◆ WRITTEN TASK
Pull out every line below that contains the string "hand", matching case exactly, and copy each one.

━━━ EXERCISE INPUT ━━━

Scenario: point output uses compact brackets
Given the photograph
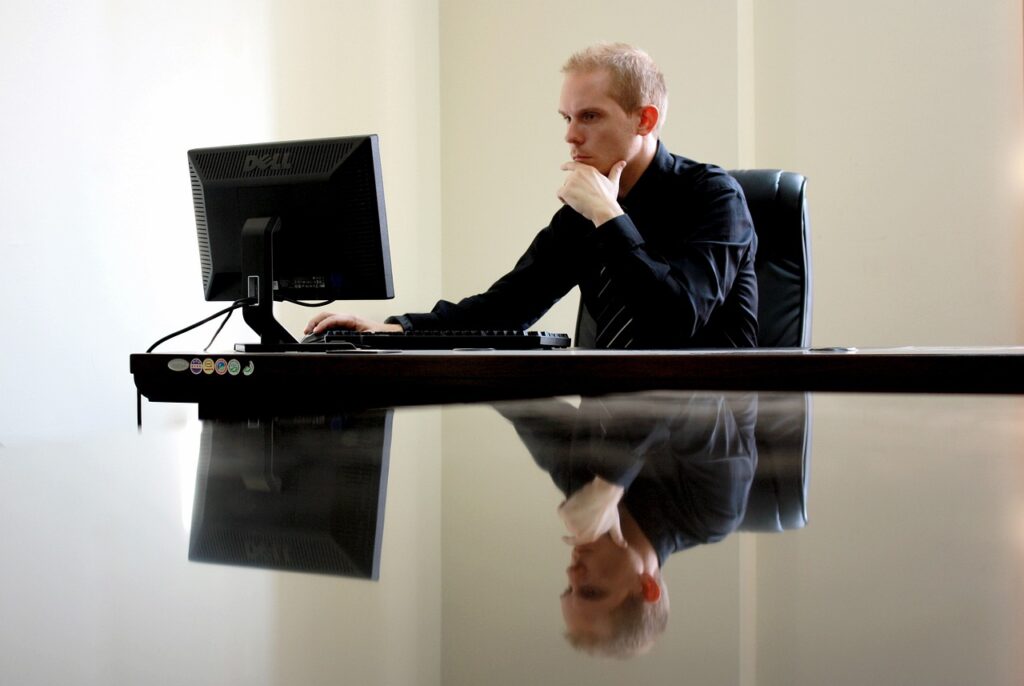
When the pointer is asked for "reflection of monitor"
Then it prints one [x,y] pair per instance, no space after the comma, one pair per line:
[293,494]
[301,220]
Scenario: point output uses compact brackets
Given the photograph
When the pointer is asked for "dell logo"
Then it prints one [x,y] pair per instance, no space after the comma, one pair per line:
[273,162]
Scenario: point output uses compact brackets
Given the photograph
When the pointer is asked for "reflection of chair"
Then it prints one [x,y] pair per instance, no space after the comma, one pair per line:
[778,492]
[778,208]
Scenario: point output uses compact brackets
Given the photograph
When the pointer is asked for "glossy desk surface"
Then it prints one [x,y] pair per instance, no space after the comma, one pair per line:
[859,539]
[381,378]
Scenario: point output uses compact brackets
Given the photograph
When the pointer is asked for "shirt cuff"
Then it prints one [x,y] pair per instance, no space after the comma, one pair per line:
[619,234]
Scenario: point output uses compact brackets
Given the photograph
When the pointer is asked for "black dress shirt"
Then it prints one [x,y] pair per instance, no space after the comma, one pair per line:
[686,464]
[682,257]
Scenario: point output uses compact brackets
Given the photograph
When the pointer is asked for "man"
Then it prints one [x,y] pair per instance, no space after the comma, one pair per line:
[643,478]
[662,247]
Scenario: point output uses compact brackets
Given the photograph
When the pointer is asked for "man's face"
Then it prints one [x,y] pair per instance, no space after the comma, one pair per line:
[598,130]
[601,575]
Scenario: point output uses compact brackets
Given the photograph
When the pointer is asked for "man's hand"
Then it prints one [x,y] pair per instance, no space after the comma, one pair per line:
[592,512]
[324,320]
[590,193]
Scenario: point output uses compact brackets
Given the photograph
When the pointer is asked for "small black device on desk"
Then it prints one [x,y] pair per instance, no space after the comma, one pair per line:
[339,339]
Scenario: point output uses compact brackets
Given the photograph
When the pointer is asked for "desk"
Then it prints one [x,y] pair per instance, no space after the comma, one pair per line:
[416,378]
[906,569]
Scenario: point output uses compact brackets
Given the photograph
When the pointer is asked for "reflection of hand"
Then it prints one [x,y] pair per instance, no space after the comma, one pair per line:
[592,512]
[324,320]
[590,193]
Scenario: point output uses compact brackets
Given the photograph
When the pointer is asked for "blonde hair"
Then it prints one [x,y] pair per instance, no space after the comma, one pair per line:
[636,81]
[635,626]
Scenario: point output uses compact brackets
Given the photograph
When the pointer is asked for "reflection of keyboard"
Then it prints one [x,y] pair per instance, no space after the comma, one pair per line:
[450,340]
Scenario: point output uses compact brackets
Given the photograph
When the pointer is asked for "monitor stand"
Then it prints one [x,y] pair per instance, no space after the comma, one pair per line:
[257,266]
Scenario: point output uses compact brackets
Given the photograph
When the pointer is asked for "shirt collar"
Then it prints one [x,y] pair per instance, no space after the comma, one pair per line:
[660,164]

━━━

◆ FULL OUTPUT
When the pointer is asked for "man's hand"
When the pointer is asked for "reflection of hand"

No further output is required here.